* What to work on *
Repeat every line below exactly as it reads.

--- --- ---

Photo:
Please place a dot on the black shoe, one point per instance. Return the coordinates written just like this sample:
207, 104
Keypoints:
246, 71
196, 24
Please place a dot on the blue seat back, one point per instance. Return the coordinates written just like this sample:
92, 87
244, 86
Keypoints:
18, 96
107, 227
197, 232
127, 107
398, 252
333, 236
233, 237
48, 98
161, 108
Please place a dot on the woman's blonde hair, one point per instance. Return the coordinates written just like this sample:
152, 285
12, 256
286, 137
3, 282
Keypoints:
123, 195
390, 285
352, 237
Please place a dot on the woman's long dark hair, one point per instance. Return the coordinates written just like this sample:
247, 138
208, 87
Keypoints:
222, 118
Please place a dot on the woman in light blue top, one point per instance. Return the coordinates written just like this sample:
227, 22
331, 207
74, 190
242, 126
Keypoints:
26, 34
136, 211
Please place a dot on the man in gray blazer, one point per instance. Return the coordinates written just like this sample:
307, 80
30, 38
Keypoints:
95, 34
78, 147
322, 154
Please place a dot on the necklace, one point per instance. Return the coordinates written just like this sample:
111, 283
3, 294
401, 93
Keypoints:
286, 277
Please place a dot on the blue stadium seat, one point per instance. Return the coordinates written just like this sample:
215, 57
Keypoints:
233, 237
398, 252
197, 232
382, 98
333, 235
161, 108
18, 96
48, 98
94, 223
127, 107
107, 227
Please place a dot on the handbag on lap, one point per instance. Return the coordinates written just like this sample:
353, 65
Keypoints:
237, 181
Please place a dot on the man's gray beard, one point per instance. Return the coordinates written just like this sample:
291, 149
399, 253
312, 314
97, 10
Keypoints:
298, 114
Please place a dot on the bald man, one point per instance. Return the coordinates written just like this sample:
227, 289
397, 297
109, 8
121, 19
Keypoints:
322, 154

--- --- ---

* Response to this task *
Photo:
Please place a dot on the black shoe, one point per instance. Return the coordinates written just like this sample:
207, 104
Keypoints:
246, 71
196, 24
Please place a dot on the blue seat back, one point per instance. Return the coordinates written just like this sample:
92, 87
244, 86
Keypoints:
18, 96
107, 227
197, 232
127, 107
398, 252
333, 236
233, 237
48, 98
161, 108
Please place a dot on the woman's blonde hair, one point per instance. Return the coordinates written just like this sample:
152, 285
12, 256
286, 137
3, 282
Keypoints:
123, 195
390, 285
352, 237
Please place a dot on the woman's long dark hair, one point per instance. Return the coordinates written just like this sample:
247, 138
208, 87
Keypoints:
222, 118
Please place a dot on the woman in light blue top, one point per instance. Return the coordinates written just like this sample:
227, 22
331, 207
74, 190
242, 126
Keypoints:
26, 34
136, 211
Please place a dot on the man in gray blazer, one point per instance. Return the coordinates written just like this sample:
307, 80
30, 38
Keypoints:
95, 34
78, 147
322, 154
Please place a dot on the necklace, one point per instance. Return the coordinates written just like this sample:
111, 283
3, 294
401, 93
Keypoints:
286, 277
Please place a dot on the blue stadium seat, one point per instance. Return the coordinates written just like this sample:
215, 57
Keypoints:
233, 237
398, 252
197, 232
382, 98
333, 235
161, 108
18, 96
48, 98
94, 223
127, 107
107, 227
Please place a dot on the handbag on lap, one point per instance. Return the coordinates written just like this sample:
353, 65
Keypoints:
237, 181
Please place a dot on the man's gray beard, one point per instance. Return the coordinates written just like this sample:
291, 149
399, 253
312, 314
97, 10
Keypoints:
298, 114
Please place a dot on the bald man, one point per instance. Return the coordinates written just like this sample:
227, 289
397, 297
109, 8
121, 19
Keypoints:
322, 154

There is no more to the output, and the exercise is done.